TASK PROMPT
Will you write out every one of the following items line for line, with no changes?
....
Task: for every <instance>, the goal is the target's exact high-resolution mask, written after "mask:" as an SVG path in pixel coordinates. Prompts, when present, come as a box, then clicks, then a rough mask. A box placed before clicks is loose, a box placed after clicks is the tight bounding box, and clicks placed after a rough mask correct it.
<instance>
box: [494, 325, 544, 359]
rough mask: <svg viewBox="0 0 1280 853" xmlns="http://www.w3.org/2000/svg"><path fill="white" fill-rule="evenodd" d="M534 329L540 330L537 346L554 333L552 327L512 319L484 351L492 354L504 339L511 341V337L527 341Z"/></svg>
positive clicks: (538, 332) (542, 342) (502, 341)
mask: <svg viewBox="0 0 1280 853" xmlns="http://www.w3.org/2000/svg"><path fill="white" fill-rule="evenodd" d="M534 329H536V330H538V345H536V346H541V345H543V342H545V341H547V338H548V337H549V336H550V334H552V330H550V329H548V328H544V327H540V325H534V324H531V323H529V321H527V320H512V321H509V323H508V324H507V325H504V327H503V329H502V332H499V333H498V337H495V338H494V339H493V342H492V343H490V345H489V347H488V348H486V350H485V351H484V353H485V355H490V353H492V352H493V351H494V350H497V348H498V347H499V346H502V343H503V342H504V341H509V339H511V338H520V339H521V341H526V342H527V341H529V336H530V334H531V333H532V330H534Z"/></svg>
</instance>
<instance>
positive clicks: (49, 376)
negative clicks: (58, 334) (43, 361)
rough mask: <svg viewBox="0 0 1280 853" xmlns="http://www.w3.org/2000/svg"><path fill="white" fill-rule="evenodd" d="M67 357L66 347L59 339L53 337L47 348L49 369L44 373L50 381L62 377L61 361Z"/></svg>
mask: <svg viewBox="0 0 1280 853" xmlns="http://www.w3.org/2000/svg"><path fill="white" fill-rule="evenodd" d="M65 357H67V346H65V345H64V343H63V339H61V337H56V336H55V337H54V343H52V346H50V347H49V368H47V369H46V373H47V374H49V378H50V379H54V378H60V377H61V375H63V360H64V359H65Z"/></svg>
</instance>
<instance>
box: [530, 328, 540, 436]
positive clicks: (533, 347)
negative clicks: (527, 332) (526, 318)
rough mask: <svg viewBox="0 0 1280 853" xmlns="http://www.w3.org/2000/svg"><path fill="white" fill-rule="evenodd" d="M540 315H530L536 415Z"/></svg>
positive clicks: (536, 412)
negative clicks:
....
EXERCISE RESULT
Task: for every <instance>, the goal is the target's exact high-resolution mask, written after "mask:" as an SVG path in pixel coordinates. Prompts, when present, come as a box, then clicks, then a rough mask. A box placed before clicks is loose, a box placed after clicks is the tight bounding box, and clicks placed after a rough mask correct it.
<instance>
box: [494, 325, 544, 359]
rough mask: <svg viewBox="0 0 1280 853" xmlns="http://www.w3.org/2000/svg"><path fill="white" fill-rule="evenodd" d="M534 329L540 330L537 346L554 333L552 327L512 319L484 351L492 354L504 339L511 341V337L527 341Z"/></svg>
positive clicks: (538, 332) (542, 342) (502, 341)
mask: <svg viewBox="0 0 1280 853" xmlns="http://www.w3.org/2000/svg"><path fill="white" fill-rule="evenodd" d="M534 329H536V330H538V345H536V346H541V345H543V342H545V341H547V338H548V337H549V336H550V334H552V330H550V329H548V328H544V327H540V325H534V324H531V323H529V321H527V320H512V321H509V323H508V324H507V325H504V327H503V329H502V332H499V333H498V337H495V338H494V339H493V342H492V343H490V345H489V347H488V348H486V350H485V351H484V353H485V355H490V353H492V352H493V351H494V350H497V348H498V347H499V346H502V343H503V342H504V341H509V339H511V338H520V339H521V341H526V342H527V341H529V336H530V334H531V333H532V330H534Z"/></svg>
</instance>
<instance>
positive clicks: (49, 376)
negative clicks: (58, 334) (43, 361)
rough mask: <svg viewBox="0 0 1280 853" xmlns="http://www.w3.org/2000/svg"><path fill="white" fill-rule="evenodd" d="M67 357L66 347L59 339L53 337L47 348L49 369L44 373L50 381L62 377L61 361Z"/></svg>
mask: <svg viewBox="0 0 1280 853" xmlns="http://www.w3.org/2000/svg"><path fill="white" fill-rule="evenodd" d="M65 357H67V346H65V345H64V343H63V339H61V337H56V336H55V337H54V343H52V346H50V347H49V368H47V369H46V373H47V374H49V378H50V379H54V378H60V377H61V375H63V360H64V359H65Z"/></svg>
</instance>
<instance>
box: [530, 328, 540, 436]
positive clicks: (533, 347)
negative clicks: (527, 332) (526, 318)
rough mask: <svg viewBox="0 0 1280 853" xmlns="http://www.w3.org/2000/svg"><path fill="white" fill-rule="evenodd" d="M540 315H530L536 415Z"/></svg>
positive clicks: (536, 412)
negative clicks:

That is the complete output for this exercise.